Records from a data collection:
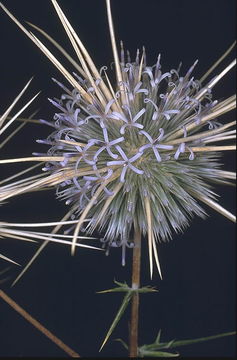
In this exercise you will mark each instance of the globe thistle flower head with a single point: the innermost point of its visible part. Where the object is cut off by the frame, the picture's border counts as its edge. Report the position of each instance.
(127, 169)
(135, 154)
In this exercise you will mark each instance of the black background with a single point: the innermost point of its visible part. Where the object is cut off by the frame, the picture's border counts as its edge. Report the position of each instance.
(197, 295)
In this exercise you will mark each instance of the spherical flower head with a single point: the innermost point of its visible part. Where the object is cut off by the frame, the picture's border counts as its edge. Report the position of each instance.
(137, 158)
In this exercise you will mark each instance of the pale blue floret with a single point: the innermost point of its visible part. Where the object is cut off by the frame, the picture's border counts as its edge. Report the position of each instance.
(126, 162)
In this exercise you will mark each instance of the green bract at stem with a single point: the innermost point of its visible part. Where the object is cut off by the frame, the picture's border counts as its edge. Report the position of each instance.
(122, 287)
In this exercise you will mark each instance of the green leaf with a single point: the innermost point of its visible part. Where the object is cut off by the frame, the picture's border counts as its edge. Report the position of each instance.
(154, 349)
(120, 312)
(156, 354)
(193, 341)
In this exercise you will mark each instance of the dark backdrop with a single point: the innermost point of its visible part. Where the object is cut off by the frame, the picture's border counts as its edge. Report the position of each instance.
(197, 296)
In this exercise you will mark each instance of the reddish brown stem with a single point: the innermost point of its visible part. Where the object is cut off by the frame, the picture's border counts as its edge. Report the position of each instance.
(136, 264)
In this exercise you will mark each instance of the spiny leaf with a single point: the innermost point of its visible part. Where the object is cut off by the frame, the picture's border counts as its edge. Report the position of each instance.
(118, 316)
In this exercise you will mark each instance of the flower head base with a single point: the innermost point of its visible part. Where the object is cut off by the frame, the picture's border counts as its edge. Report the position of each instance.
(129, 166)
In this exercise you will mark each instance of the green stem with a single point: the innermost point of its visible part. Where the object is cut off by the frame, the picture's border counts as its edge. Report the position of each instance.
(136, 264)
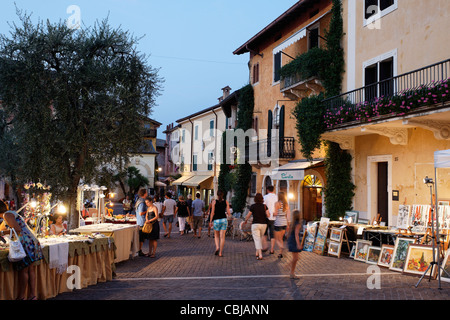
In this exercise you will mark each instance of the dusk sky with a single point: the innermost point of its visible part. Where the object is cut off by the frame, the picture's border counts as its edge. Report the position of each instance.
(191, 42)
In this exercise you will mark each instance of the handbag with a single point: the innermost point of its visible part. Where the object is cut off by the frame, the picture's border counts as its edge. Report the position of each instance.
(147, 228)
(16, 251)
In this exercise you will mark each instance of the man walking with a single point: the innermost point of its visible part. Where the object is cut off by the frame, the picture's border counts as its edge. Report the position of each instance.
(198, 207)
(269, 200)
(141, 210)
(168, 212)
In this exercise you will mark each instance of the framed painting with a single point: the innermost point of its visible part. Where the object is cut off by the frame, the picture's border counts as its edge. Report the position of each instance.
(310, 237)
(334, 249)
(419, 259)
(352, 252)
(386, 254)
(400, 253)
(445, 271)
(351, 216)
(362, 250)
(403, 216)
(373, 255)
(336, 234)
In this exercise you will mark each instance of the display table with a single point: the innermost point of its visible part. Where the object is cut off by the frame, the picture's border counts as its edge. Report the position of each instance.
(126, 237)
(93, 257)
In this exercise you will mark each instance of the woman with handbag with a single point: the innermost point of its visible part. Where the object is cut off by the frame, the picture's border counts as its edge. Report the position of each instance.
(31, 246)
(152, 219)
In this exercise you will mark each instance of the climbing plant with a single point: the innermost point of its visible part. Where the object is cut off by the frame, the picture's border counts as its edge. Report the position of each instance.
(243, 170)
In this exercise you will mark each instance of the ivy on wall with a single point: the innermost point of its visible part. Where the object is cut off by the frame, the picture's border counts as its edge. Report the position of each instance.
(339, 190)
(310, 115)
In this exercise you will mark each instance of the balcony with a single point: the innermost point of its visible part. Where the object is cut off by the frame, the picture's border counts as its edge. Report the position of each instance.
(150, 133)
(271, 149)
(301, 77)
(416, 93)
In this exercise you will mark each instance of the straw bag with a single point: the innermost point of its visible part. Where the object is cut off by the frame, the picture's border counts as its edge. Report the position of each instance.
(16, 251)
(147, 228)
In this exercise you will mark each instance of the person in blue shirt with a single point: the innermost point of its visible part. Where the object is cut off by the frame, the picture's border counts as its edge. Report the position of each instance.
(141, 210)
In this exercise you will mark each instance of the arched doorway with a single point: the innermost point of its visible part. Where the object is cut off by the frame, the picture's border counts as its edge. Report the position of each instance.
(312, 198)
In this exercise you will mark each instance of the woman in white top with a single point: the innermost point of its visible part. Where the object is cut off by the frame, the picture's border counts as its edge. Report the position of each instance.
(281, 223)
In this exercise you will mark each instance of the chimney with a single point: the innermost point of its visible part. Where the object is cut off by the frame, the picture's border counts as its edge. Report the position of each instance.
(226, 92)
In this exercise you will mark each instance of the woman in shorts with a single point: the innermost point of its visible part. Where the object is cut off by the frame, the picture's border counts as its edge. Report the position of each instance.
(281, 223)
(218, 220)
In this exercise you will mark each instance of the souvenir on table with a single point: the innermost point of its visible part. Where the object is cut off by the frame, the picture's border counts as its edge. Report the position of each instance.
(336, 234)
(386, 254)
(351, 216)
(321, 237)
(310, 237)
(400, 253)
(362, 249)
(403, 216)
(334, 248)
(445, 271)
(373, 255)
(418, 259)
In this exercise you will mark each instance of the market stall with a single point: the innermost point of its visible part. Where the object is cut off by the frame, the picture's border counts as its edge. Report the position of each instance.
(126, 237)
(70, 262)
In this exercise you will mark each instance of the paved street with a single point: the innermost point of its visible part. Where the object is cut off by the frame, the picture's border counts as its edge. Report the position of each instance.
(186, 268)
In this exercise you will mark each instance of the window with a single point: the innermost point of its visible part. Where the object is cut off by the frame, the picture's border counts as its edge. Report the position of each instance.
(255, 75)
(313, 37)
(372, 8)
(276, 66)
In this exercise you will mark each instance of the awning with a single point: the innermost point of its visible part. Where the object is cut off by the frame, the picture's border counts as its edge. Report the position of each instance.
(293, 171)
(180, 181)
(194, 181)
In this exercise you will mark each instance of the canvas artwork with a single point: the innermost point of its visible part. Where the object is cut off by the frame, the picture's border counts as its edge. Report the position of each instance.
(321, 237)
(418, 259)
(419, 217)
(444, 217)
(336, 234)
(373, 255)
(445, 271)
(310, 237)
(403, 217)
(334, 248)
(400, 253)
(386, 254)
(362, 249)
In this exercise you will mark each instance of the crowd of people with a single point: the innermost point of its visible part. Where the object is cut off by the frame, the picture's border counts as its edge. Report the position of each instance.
(272, 222)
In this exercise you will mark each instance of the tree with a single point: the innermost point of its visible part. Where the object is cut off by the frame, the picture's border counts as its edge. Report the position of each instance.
(74, 97)
(135, 179)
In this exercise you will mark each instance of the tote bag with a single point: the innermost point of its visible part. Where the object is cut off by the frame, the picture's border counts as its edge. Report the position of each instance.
(16, 251)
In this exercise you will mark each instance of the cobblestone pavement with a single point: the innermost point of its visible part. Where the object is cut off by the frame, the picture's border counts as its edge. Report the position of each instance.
(185, 268)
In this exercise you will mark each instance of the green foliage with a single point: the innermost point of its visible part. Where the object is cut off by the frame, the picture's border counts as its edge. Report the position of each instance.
(74, 97)
(339, 190)
(243, 171)
(309, 113)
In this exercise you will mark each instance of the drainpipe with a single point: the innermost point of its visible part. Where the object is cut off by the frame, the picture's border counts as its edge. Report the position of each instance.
(215, 154)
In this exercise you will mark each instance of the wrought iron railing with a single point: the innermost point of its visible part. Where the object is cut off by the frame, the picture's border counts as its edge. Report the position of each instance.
(266, 149)
(349, 106)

Exercise objective: Restate the data above exactly, stripping out each image.

Output:
In this exercise you will mark each instance of the globe thistle flower head with a single point: the innermost point of its visible part. Where the object is cut off by the frame, the picture's border counts as its edge. Report the position of each instance.
(127, 169)
(135, 154)
In this exercise you will mark each instance of the black background with a single point: the innermost point of its visible part. Where the object is cut off by the frame, the picture's border counts as its edge. Report the position of each instance.
(197, 295)
In this exercise you will mark each instance of the spherical flower head with a single point: the innermost point of its visible part. Where the object is cut off by the frame, the picture's border counts as its edge. Report the position of each instance.
(137, 158)
In this exercise you will mark each instance of the pale blue floret with a single point: the innermost point of its visible part. Where the object is cut off by the frame, the picture's border counts as its edge. Report the position of each instance.
(126, 162)
In this exercise you will mark each instance of the green bract at stem with a single point: the innermost point of its visible part. Where the object is cut off by the frame, the picture's border counts as its edge. Report the position of each instance.
(122, 287)
In this exercise you will mark each instance of the green leaf with a single point: the innermost point of its visible part. Where the object is cut off by the frame, the picture's border counts as its edge. Report the position of each instance.
(154, 349)
(120, 312)
(156, 354)
(193, 341)
In this exercise you will mark each instance of the dark backdrop with a single point: the innermost point of its visible part. Where the object is cut off by the frame, the picture's border counts as its edge. Report the position of each instance.
(197, 296)
In this exercise you will mark each instance of the reddish brown stem with a single point: the innermost point of its visible part. Where the object is cut off by the frame, the picture's border counts as its edge. Report the position of each instance.
(136, 264)
In this exercise you will mark each instance of the spiny leaf with a single point: the innermost point of its visible part. Where the object is cut off by the frame, the picture's border counts as its edge. Report the position of each instance.
(118, 316)
In this exercise you will mark each instance of the flower head base with a single point: the innermost point of its visible part. Where the object is cut off by the frame, the picture's border counts as its edge. Report the position of each instance.
(129, 166)
In this exercise you will mark each instance of the green stem with a single point: the innermost point of its visible part. Where the object is cut off by the frame, the picture's border counts as its edge. Report the position of each instance.
(136, 264)
In this exercise you will mark each instance of the dusk sky with a single point: the innermost point of its visible part. Where the object is cut off by the frame, the picture's border counts as its edge. Report the position of each instance.
(191, 42)
In this exercise you will mark each instance of the handbag with a single point: the innermost point of its visible part. Where the object is cut off by the frame, the picture's border counts as its edge. Report the position of each instance.
(147, 228)
(16, 251)
In this exercise you will mark each instance of the man walking with a single point: the innermost point of its visible part. Where the object is cut off by the frame, the picture's border counts as its edge. Report the position of each instance.
(198, 207)
(269, 200)
(141, 210)
(168, 212)
In this exercise you will mark each instance of the framed painting with a single point: the innermost point of its visible part. Where the object is cut off by the frame, the picture's border counts as its edge. Report the position of each instance.
(310, 237)
(334, 249)
(419, 259)
(352, 252)
(386, 254)
(400, 253)
(445, 271)
(351, 216)
(362, 250)
(403, 216)
(373, 255)
(336, 234)
In this exercise you will mark each instance of the display table with a single point: the innermost point of its visible part. Where the object is cut off by the frame, the picture's border counts as its edge. Report the position of each instance.
(126, 237)
(93, 257)
In this exercise you will mark each instance of the woman with handbag with a single point: the innermost point of its visible part. Where the object is cut off by the frame, the picture's border counts as its edge. Report the position of each instance.
(31, 246)
(152, 219)
In this exercise you will mark each instance of the climbing plant with a single point: the innermost point of its visible part. Where the object is cut off by the frame, the picture's border counts as its edge. Report the position of each instance.
(243, 170)
In this exercise you will mark each instance of the ivy on wall with a single point: the innermost point of its visible part. Where the object is cut off by the frame, the picture's border counts as its edge. Report the position of each instance.
(339, 190)
(310, 115)
In this exercise you will mark each instance of the balcony with a single point: the innermost point of its visible part. Where the object is cut off by the frame, the picture's border counts as its edge. Report the position of each instance.
(150, 133)
(271, 149)
(301, 77)
(416, 93)
In this exercise you will mark each instance of the straw bag with a single point: the innermost point of its visible part. Where the object is cut off by the frame, the picture's border counts as its edge. Report the position of each instance.
(16, 251)
(147, 228)
In this exercise you will mark each instance of the person in blue shirt with a single point: the innermost point of its visible part. Where the object is cut off by the frame, the picture's border counts as its edge. Report the position of each instance.
(141, 210)
In this exercise you will mark each instance of the arched doorway with a single point: the innermost point of its visible part. Where the object is cut off by the frame, the picture's border counts as its edge. Report the position of each instance.
(312, 198)
In this exercise you will mark each instance of the woman in white top with a single point: the innermost point of its visible part. Where the object is cut off by the frame, the picture's border counts as its edge. Report the position of each instance.
(281, 223)
In this exercise you will mark each instance of the chimney with a single point: the innermost point of its visible part. Where the object is cut off by the frame, the picture's border counts as its edge. Report the position of each instance.
(226, 92)
In this exercise you will mark each instance of the woman in shorts with a single point: the innermost point of its visible part. Where the object is cut off by the frame, the picture's border counts as its edge. Report the position of each instance.
(281, 223)
(218, 220)
In this exercise you will mark each instance of the souvenir on table with a single point: the innermost point of its visible part. Where the object is cut off by the frame, the picture's border counts as its edge. Report the position of each instance.
(336, 234)
(386, 254)
(351, 216)
(321, 237)
(310, 237)
(400, 253)
(362, 249)
(403, 216)
(334, 248)
(445, 271)
(373, 255)
(418, 259)
In this exercise you will mark each instance of the market stall with a single point: the innermost point of its visible part. Where the object is cut off by the frame, the picture's border counts as its edge. Report the position of each instance.
(126, 237)
(70, 262)
In this exercise you will mark each instance of the paved street with a single point: the innermost point of its visible part. Where the object is cut off by the frame, the picture's border counts as its edge. Report the position of each instance.
(186, 268)
In this exercise you will mark each instance of the window with a single point: the innermost point of its visible part. Where the object is cut off by the frame, the picture's border counts as its edge. Report the position of each instance.
(255, 75)
(313, 37)
(372, 8)
(276, 66)
In this exercise you will mark each instance of the awning with a single point: the innermost point of its visible part. Where the object is cut off by the frame, the picture's border counts as its edge. Report the position of each instance.
(293, 171)
(180, 181)
(194, 181)
In this exercise you will mark each instance of the canvas artwork with a single point: the innermost point of its visible part. Where the object is cut off by the frame, the picture's border counts as its edge. Report the position of each instance.
(321, 237)
(418, 259)
(419, 217)
(444, 217)
(336, 234)
(373, 255)
(445, 271)
(310, 237)
(403, 217)
(334, 248)
(400, 253)
(386, 254)
(362, 249)
In this exercise you will mark each instance of the crowd of people with a single point: the innermost point of its visible part. Where the object is cut off by the frame, the picture's border counts as its edge. Report the position of each instance.
(272, 222)
In this exercise you will mark each instance of the tree with a single point: the innermost point of its visible part. Where the object is cut off by the frame, the picture's border counts as its edge. Report the position of each instance.
(74, 97)
(135, 179)
In this exercise you will mark each instance of the tote bag with a single point: the innermost point of its visible part. Where the object is cut off by the frame, the picture's border counts as its edge. Report the position of each instance.
(16, 251)
In this exercise you will mark each instance of the cobblestone pavement with a single point: the innermost point of its visible part. Where the object is cut off by the frame, the picture's border counts as its edge. Report the position of each instance.
(185, 268)
In this exercise you will mark each instance of the green foliage with a single point: the innermost point of its visible part. Where the object is cut off by the frame, the picture's border counts as its edge. Report the position of each instance.
(74, 97)
(339, 190)
(243, 171)
(309, 113)
In this exercise you will mark each instance of the drainpipe with a single point: the innermost point of its visible part. Where the object is cut off by the frame, the picture's border counts as its edge. Report the position of each instance.
(215, 154)
In this exercise you will mark each instance of the wrought iron railing with a single point: the innermost point of its visible part. Where the object is cut off by the frame, the picture's border counts as its edge. Report the position of each instance.
(266, 149)
(349, 106)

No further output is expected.